> Your assignment
From the passage on hospice care in assisted living below, extract everything from "So when must" down to "licensure or training.", word for word.

> Excerpted passage

Hospice services are not usually on the mind of a potential resident or a potential family member when they are looking for assisted living care. Residents and families are looking for the best care, the best activities, and excellent food provided by caring, competent staff. These are things that bring pleasure and fulfill needed support. But as life moves forward, most will be faced with making the decision of whether to receive hospice services in the assisted living community when a terminal diagnosis has been received, or to move to a higher level of care. This is a definite crossroad and is not an easy decision.
Most residents who plan to live out their days in their assisted living community will receive hospice care at some point. These residents have made their assisted living community their home and do not want to move again. This is sometimes out of the resident’s and the facility’s control, but many times hospice fills in the gaps for the higher skills and coordination of care to meet residents’ needs during the process of a terminal diagnosis until the end of life.
So when must a resident make a decision to choose hospice services or move to a higher level of care? This question will be answered when a resident is considered terminally ill and no longer meets the criteria for residency. Review the criteria for residency here. This requires a cooperative agreement between the licensed hospice, the resident or legal representative and the facility to continue residency.
The hospice, in consultation with the facility, develops and implements an interdisciplinary care plan that specifies the services provided by hospice and the facility. Assisted living facility staff may provide any nursing service permitted under the facility’s license and total help with the activities of daily living for residents admitted to hospice; however, staff may not exceed the scope of their professional licensure or training.

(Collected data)
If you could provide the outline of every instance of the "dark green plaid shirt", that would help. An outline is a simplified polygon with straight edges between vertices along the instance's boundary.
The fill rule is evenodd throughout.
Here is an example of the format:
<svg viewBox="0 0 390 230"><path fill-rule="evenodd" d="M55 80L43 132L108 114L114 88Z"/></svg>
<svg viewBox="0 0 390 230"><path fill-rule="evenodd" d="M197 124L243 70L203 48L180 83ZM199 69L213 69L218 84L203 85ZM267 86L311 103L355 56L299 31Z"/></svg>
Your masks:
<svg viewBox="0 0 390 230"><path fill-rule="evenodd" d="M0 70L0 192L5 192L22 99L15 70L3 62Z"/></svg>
==
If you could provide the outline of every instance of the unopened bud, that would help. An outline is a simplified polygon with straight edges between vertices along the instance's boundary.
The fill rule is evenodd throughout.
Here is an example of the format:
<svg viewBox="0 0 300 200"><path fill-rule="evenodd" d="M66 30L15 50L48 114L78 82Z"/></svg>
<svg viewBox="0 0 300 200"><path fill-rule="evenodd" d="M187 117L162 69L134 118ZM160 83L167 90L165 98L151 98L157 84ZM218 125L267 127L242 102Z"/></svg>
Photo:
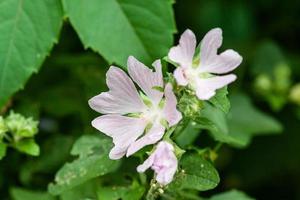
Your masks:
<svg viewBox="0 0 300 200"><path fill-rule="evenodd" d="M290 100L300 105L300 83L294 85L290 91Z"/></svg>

> Result
So when must a resident make a decision to choose hospice services or move to a higher level of care? This question will be answered when a resident is considered terminally ill and no longer meets the criteria for residency. Review the criteria for residency here. This requires a cooperative agreement between the licensed hospice, the resident or legal representative and the facility to continue residency.
The hospice, in consultation with the facility, develops and implements an interdisciplinary care plan that specifies the services provided by hospice and the facility. Assisted living facility staff may provide any nursing service permitted under the facility’s license and total help with the activities of daily living for residents admitted to hospice; however, staff may not exceed the scope of their professional licensure or training.